==== Excerpted records ====

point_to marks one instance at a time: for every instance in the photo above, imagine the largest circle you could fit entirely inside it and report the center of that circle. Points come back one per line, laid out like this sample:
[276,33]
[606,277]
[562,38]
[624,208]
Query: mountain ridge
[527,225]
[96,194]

====

* Task instructions: Output every line of the records above as a JSON list of strings, one string per line, with blank lines omitted.

* Task response:
[
  "point_to marks one instance at a time: for every instance in the photo above, imagine the largest circle you could fit entirely inside it and report the center of that circle. Points come back one per line, laid out like this sample:",
  "[276,33]",
  "[606,277]",
  "[562,38]",
  "[624,208]",
  "Query: mountain ridge",
  "[527,225]",
  "[96,194]"
]